(ACTIVITY): Below is a listing with pictures in it. Copy it exactly without them.

(PROVIDED MATERIAL):
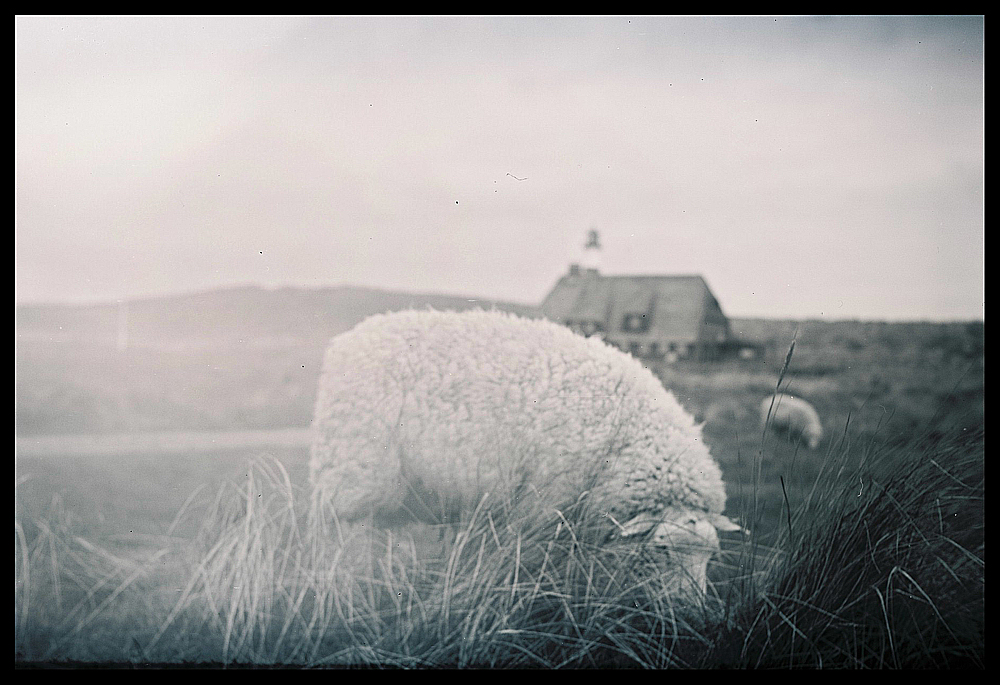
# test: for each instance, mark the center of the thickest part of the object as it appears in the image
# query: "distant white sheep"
(459, 405)
(792, 416)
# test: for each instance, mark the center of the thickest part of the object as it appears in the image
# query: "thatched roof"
(655, 308)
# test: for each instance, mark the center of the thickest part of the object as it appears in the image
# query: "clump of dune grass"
(881, 567)
(504, 588)
(74, 599)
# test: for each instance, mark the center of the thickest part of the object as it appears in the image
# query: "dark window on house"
(587, 328)
(635, 323)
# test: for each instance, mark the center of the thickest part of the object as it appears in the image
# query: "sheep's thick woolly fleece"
(468, 403)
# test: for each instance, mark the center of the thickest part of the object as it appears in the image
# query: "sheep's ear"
(642, 523)
(726, 524)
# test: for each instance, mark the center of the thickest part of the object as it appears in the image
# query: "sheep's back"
(465, 402)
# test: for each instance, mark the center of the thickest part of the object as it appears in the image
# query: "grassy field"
(187, 546)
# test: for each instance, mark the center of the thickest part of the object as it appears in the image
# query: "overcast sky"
(806, 167)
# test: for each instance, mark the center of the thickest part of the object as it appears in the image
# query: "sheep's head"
(688, 536)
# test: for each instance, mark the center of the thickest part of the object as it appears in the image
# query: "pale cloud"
(844, 156)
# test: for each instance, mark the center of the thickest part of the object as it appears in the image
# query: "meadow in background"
(867, 552)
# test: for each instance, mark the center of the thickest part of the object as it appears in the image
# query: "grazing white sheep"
(446, 407)
(793, 416)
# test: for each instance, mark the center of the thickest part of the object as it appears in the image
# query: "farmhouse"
(652, 317)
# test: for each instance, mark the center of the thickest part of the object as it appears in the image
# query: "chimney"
(591, 260)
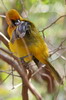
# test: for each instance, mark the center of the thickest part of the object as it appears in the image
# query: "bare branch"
(21, 72)
(52, 23)
(4, 39)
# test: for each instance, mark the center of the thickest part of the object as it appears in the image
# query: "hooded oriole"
(21, 32)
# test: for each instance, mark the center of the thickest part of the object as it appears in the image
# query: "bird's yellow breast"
(19, 50)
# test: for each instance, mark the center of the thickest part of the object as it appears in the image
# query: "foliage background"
(42, 13)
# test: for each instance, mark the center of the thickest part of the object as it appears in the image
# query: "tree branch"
(52, 23)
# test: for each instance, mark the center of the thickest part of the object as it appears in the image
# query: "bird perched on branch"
(26, 41)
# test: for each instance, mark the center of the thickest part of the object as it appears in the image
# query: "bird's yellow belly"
(19, 50)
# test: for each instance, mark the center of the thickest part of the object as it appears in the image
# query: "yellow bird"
(26, 41)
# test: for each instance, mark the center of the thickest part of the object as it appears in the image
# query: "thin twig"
(10, 73)
(52, 23)
(4, 39)
(21, 72)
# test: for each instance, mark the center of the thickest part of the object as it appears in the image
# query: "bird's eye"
(16, 22)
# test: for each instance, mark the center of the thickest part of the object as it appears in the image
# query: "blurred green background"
(42, 13)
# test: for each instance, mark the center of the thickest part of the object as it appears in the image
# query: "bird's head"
(13, 17)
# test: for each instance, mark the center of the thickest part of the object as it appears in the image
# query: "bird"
(26, 41)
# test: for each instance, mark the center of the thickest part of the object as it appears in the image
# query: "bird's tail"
(54, 73)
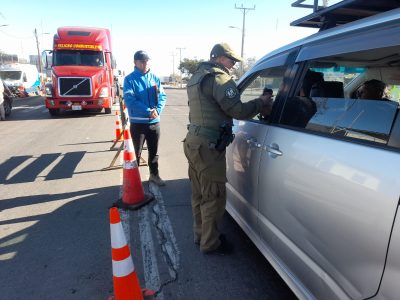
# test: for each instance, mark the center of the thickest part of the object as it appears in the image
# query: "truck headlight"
(49, 90)
(104, 92)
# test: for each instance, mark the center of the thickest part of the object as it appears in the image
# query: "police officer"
(213, 101)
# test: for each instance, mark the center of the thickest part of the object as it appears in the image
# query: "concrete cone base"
(147, 199)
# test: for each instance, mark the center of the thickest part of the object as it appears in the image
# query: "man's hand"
(267, 105)
(153, 114)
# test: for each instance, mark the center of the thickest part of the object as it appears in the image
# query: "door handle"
(252, 142)
(273, 149)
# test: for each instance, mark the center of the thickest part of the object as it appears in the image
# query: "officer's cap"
(223, 49)
(141, 55)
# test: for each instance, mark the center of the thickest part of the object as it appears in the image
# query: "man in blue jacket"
(145, 99)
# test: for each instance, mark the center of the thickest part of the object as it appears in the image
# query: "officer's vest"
(204, 110)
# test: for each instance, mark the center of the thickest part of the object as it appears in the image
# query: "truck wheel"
(54, 111)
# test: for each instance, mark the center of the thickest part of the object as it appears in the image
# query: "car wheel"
(54, 111)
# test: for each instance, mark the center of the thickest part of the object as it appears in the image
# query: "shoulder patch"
(230, 92)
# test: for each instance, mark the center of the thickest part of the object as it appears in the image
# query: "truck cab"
(82, 70)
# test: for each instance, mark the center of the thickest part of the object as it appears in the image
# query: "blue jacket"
(143, 92)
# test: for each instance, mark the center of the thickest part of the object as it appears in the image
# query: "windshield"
(78, 58)
(10, 75)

(OUTPUT OF THE TASK):
# test: for each instance, mark the center of the thickest part of the object as it appears in the image
# query: "distant white sheep"
(459, 405)
(792, 416)
# test: for each instance, mark the center of the thickest part of the object as it appears in the image
# query: "thatched roof"
(655, 308)
# test: for each instance, mark the center of the thickest part of the object as it appears in the image
# query: "clump of dune grass"
(881, 567)
(504, 588)
(74, 599)
# test: for each instance, mark the center of the thickest part of the object as it appears in the image
# query: "dark window on house"
(587, 328)
(635, 323)
# test: for each instance, mark the center of the thickest part of the object as it appears in the image
# query: "sheep's thick woolly fleece"
(468, 403)
# test: for each instance, mark the center of the thickest part of the object as it appears in the image
# query: "sheep's ear"
(642, 523)
(726, 524)
# test: for each instance, mark the center of the thickest part of the object as it appears in the image
# query: "sheep's back"
(465, 402)
# test: for each instance, mark the center of the thickest part of the object as it appears in the image
# query: "grassy field"
(187, 546)
# test: for each instance, mark the center of the thickest part of the object as it appears in the image
# query: "overcast sky"
(806, 167)
# test: for each instance, mark the center of the thickest part of the object as it appears in the image
# query: "sheep's head"
(688, 536)
# test: for each instance, mark the center of the thickest part of the object as it appears in the image
# query: "pale cloud"
(844, 156)
# test: for each instance, mark the center of the thickest part of the object as it appears in the image
# query: "meadow in background"
(867, 552)
# test: for each instance, mark the center of the thickest part of the object as it appears in the image
# query: "grazing white sheep"
(446, 407)
(793, 416)
# test: for each instance, mark the center of the thickest part of the object as it appears in the image
# query: "farmhouse"
(652, 317)
# test: for each instance, mark the center of the thickest part of the object as it appears in the image
# query: "chimney"
(591, 260)
# test: for each instance, mark the center of the thickest part of the object as it appears in the image
# query: "bare branch"
(21, 72)
(52, 23)
(4, 39)
# test: for each instance, mark the center of the thickest part of the object as it appears in the image
# query: "hooded oriole"
(21, 32)
# test: for each instance, mark the center of the thickest part of the object as it appears in the image
# query: "bird's yellow breast"
(19, 50)
# test: for each instance, mark the center of the thickest part of the object as it appears in the image
# query: "foliage background"
(42, 13)
# test: for each instance, mark the center of the thickest part of the object as it appears in the image
# query: "tree branch"
(52, 23)
# test: for each instance, mark the center of the thickest part of the object as it appears in the image
# query: "bird perched on branch"
(26, 41)
# test: for each instance, mark the center of the thickest part of the object as it appears in the image
# query: "bird's yellow belly"
(19, 50)
# test: for each instance, mark the center of the thickest part of the object as it appears in the image
# query: "yellow bird"
(26, 41)
# test: for each instance, mark the center of the thickest part of the object as it appears in the image
# query: "thin twig"
(10, 73)
(52, 23)
(4, 39)
(21, 72)
# test: for each instance, mark the center of the thickest part of the object as it appears in the image
# query: "bird's eye"
(16, 22)
# test: for each instance, mark the center of the thickest part of the object as it appears in the image
# query: "blurred green background"
(42, 13)
# test: for each instance, mark the center of the thickest part of the object as it appears in the image
# query: "bird's head"
(13, 17)
# test: for each instance, mark the center of the thickest part of the object as it appears in the image
# query: "bird"
(26, 41)
# test: for each instance, mark the center of the thickest part of the object as it appears in the image
# query: "bird's tail"
(54, 73)
# test: for each instance, mark the center of the thickest part of the object as it appears in the image
# query: "truck headlight"
(49, 90)
(104, 92)
# test: for each instance, mark the center of the thickest part of the object as it appears in the image
# query: "police officer"
(213, 101)
# test: for each instance, mark the center of the thickest part of the object as it appears in the image
# query: "concrete cone base"
(147, 199)
# test: for each instance, mark the center of the thickest part of the object as it appears in the image
# query: "man's hand"
(267, 105)
(153, 114)
# test: for each instance, mark the center of the thickest part of the object as it appears in the image
# query: "door handle"
(252, 142)
(273, 149)
# test: for each instance, mark the center of the thickest part of the object as it appears in the image
# query: "officer's cap"
(223, 49)
(141, 55)
# test: for each instance, mark the center of the thickest part of the object as it appears in the image
# query: "man in blue jacket"
(145, 99)
# test: for each instance, mark the center of the thickest part of the object as it appears in the image
# query: "officer's vest"
(204, 110)
# test: for each instance, mark the center of the thickest part of the object as it appears in the image
# query: "truck wheel"
(54, 111)
# test: for each instance, mark the center of the thickest part of the object as it appears in the image
# query: "car wheel"
(54, 111)
# test: for each instance, mark the center of the thickest part of the object as it appears in the image
# query: "shoulder patch"
(230, 92)
# test: for each instance, mark the center of the thickest part of the object as it appears in the image
# query: "truck cab"
(82, 70)
# test: for each instance, mark the center of the thickest part of the object as it appears in the image
# query: "blue jacket"
(143, 92)
# test: for each instance, mark the center of the thickest part of the object as it appears in the image
# query: "windshield"
(78, 58)
(10, 75)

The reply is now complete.